→ **Trecho do documento**

::::::::::

A breve passagem do presidente Barack Obama pelo Brasil foi
antecedida por imensa expectativa em alguns círculos, que avaliaram a
viagem como um exemplo prático da mudança significativa que a política
externa estaria sofrendo no início da administração de Dilma Rousseff
em comparação a de seu antecessor Lula. Com base nesta avaliação
equivocada, inúmeras imagens foram construídas a respeito do que Obama
faria ou diria em solo nacional. Tendenciosas, estas avaliações
revelavam uma preocupação extensiva em desqualificar os esforços
diplomáticos anteriores. O artigo é de Cristina Soreanu Pecequilo.
A
breve passagem do Presidente Barack Obama no Brasil nos dias 19 e 20 de
março de 2011, em Brasília e Rio de Janeiro, foi antecedida por imensa
expectativa em alguns círculos, que avaliaram a viagem como um exemplo
prático da mudança significativa que a política externa estaria
sofrendo no início da administração de Dilma Rousseff em comparação a
de seu antecessor Lula (2003/2010). Com base nesta avaliação
equivocada, inúmeras imagens foram construídas a respeito do que Obama
faria ou diria em solo nacional.
Iniciando com a abolição dos
vistos, passando pela conclusão de um acordo comercial bilateral ao
estabelecimento de uma ampla parceria energética no campo do petróleo e
biocombustíveis até a declaração formal de apoio ao pleito brasileiro
de tornar-se membro permanente do Conselho de Segurança das Nações
Unidas (CSONU), a agenda destes grupos era extremamente abrangente.
Tendenciosas, estas avaliações revelavam uma preocupação extensiva em
desqualificar os esforços diplomáticos anteriores. A utilização
repetida do termo “normalização”, associado na década de 1990 a uma
perspectiva periférica e acrítica, passava a idéia de uma relação
sustentada somente em conflitos e que estaria sendo substituída pela
reintegração ao núcleo de poder norte-americano. Mais ainda, revelava o
permanente desconhecimento sobre as motivações estratégicas dos EUA.
Se
em 2011 o Brasil recebeu Barack Obama como uma potência global, isto se
deve aos esforços internos e externos do país que o qualificaram a este
status de forma autônoma. Esta situação não emerge de um relacionamento
de mão única com aquele que tradicionalmente foi o maior parceiro
político-econômico brasileiro no século passado, mas da busca de
alternativas que permitiram solidificar uma ação internacional
consistente e coerente com as necessidades do país. Com isso, as
motivações estratégicas norte-americanas não derivam destes cálculos
simplistas que permearam o debate sobre a política externa brasileira,
mas da percepção de que o Brasil e a América do Sul são mais dois
espaços nos quais os EUA perderam posições.

::::::::::

Registros de caixas rotuladas:
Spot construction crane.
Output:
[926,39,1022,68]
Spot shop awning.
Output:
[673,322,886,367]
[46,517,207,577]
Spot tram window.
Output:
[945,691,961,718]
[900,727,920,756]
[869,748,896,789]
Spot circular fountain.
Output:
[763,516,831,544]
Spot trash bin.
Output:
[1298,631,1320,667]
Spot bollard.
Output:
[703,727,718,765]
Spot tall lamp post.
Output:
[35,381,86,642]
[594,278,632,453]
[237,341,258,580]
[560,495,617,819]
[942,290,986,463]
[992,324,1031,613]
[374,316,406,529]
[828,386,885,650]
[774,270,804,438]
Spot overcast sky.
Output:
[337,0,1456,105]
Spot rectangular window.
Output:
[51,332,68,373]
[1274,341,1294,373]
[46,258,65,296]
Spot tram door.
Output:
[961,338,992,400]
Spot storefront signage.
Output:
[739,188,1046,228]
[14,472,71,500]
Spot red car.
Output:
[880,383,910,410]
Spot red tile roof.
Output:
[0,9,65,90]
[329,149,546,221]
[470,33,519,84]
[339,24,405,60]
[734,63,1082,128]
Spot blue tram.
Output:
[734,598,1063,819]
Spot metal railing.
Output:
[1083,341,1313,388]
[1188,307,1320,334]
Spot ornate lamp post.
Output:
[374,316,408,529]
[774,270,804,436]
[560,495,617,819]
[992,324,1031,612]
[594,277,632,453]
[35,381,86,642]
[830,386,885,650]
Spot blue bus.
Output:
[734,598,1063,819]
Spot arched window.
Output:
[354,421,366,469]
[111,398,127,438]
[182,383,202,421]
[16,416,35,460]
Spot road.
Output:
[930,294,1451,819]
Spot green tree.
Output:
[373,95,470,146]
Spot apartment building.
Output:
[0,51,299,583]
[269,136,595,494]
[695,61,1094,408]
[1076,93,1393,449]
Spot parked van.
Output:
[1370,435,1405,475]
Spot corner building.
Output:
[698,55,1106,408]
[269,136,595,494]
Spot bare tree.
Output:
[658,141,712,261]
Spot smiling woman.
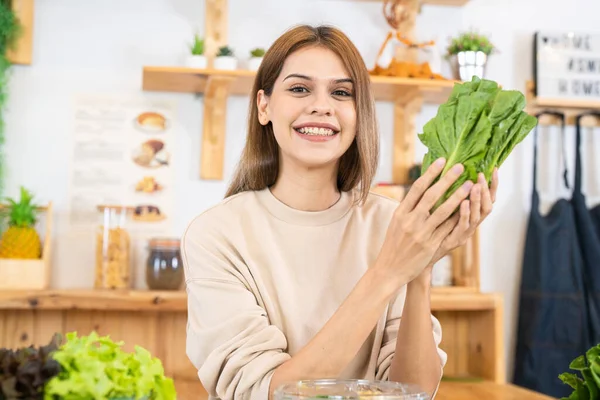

::::::::::

→ **O que fazer**
A) Pode reproduzir sem alterações as linhas da listagem, desde a que contém "Spot metal railing." até o fim da listagem, com ambas as extremidades incluídas? Deixe as imagens fora da resposta.
B) Pode retomar o artigo sobre a visita de Barack Obama ao Brasil a partir do ponto em que ele para?

→ **Respostas em ordem**
A)
Spot metal railing.
Output:
[1083,341,1313,388]
[1188,307,1320,334]
Spot ornate lamp post.
Output:
[374,316,408,529]
[774,270,804,436]
[560,495,617,819]
[992,324,1031,612]
[594,277,632,453]
[35,381,86,642]
[830,386,885,650]
Spot blue bus.
Output:
[734,598,1063,819]
Spot arched window.
Output:
[354,421,366,469]
[111,398,127,438]
[182,383,202,421]
[16,416,35,460]
Spot road.
Output:
[930,294,1451,819]
Spot green tree.
Output:
[373,95,470,146]
Spot apartment building.
Output:
[0,51,299,583]
[269,136,595,494]
[695,61,1094,408]
[1076,93,1393,449]
Spot parked van.
Output:
[1370,435,1405,475]
Spot corner building.
Output:
[698,55,1106,408]
[269,136,595,494]
Spot bare tree.
Output:
[658,141,712,261]
Spot smiling woman.

B)
Assim, era preciso
para os norte-americanos sinalizar que desejam preservar o Brasil em
sua esfera de influência diante deste vácuo, como já o haviam feito
diante da China, da Índia e da Rússia em ofensivas diplomáticas
similares em contatos bilaterais prévios. E, no caso, no Brasil e na
região, os EUA não perderam somente posições para a China, hoje o maior
parceiro comercial brasileiro e aliado no grupo BRIC (Brasil, Rússia,
Índia e China), ou para a Índia, também no BRIC e no IBAS (Fórum de
Diálogo Índia, Brasil, África do Sul), ou para a África do Sul, ou para
a Rússia, ou para a cooperação Sul-Sul em geral, mas para o próprio
Brasil nas Américas e no mundo.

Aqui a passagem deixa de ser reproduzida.